Saved data entries
◇ ◇ ◇ ◇

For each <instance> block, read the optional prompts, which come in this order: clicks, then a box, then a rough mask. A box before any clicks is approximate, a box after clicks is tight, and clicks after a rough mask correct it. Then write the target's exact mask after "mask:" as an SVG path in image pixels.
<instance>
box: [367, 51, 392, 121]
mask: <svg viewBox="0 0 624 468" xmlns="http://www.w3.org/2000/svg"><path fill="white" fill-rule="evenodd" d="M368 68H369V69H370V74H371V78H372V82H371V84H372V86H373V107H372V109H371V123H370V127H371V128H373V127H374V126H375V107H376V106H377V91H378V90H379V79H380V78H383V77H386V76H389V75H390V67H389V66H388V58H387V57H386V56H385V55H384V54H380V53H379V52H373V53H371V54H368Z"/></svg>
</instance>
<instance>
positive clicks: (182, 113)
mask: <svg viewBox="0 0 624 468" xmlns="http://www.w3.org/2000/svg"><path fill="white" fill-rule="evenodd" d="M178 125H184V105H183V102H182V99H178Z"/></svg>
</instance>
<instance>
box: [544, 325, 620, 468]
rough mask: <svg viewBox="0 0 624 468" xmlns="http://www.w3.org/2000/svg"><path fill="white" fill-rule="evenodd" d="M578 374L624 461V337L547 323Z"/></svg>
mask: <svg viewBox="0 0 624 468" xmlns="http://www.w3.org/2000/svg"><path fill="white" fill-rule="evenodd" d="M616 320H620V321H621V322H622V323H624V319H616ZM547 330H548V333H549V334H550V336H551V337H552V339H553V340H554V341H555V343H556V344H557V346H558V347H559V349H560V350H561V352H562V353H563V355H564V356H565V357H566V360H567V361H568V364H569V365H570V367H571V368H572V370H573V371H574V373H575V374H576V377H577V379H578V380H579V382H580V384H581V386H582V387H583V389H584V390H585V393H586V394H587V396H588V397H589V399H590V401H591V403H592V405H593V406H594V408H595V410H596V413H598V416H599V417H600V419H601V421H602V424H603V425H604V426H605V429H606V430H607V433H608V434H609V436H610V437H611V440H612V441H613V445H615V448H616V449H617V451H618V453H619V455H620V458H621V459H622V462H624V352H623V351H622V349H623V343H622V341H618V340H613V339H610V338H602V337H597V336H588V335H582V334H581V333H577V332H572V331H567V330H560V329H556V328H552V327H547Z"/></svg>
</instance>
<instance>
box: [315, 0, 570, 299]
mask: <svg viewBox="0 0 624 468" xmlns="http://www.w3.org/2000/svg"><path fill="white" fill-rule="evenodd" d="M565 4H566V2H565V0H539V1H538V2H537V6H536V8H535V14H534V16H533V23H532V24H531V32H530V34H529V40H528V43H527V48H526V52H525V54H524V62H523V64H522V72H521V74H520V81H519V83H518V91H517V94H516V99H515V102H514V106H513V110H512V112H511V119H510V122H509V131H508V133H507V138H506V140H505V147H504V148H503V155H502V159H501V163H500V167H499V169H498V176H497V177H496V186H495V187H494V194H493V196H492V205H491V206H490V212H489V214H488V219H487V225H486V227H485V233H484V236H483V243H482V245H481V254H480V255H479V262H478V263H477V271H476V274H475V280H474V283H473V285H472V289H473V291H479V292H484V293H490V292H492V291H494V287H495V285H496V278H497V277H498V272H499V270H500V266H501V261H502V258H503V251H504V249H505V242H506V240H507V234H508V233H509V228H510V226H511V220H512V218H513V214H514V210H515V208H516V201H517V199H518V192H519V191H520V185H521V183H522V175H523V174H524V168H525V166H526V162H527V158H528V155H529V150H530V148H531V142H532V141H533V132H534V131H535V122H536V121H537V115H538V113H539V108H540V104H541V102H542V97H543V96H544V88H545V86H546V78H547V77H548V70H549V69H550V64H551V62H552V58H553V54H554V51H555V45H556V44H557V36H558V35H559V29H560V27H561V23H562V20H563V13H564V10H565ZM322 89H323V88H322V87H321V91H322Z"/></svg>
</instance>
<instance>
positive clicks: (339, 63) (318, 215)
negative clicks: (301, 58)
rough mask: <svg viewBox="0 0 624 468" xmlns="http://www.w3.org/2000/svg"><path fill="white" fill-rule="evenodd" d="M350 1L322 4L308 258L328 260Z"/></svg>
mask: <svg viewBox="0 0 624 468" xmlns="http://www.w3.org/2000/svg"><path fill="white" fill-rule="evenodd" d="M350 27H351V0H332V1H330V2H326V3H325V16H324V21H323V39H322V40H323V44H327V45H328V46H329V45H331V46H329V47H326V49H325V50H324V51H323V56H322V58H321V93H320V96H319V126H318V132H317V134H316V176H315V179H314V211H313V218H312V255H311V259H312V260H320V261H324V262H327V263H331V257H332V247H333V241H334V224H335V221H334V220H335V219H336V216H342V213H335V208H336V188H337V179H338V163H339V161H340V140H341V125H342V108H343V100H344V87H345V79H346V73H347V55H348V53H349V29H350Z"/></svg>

◇ ◇ ◇ ◇

— TASK OBJECTIVE —
Copy out each line above that contains the string "positive".

— SOLUTION TO THIS PROBLEM —
positive clicks: (182, 113)
positive clicks: (339, 63) (318, 215)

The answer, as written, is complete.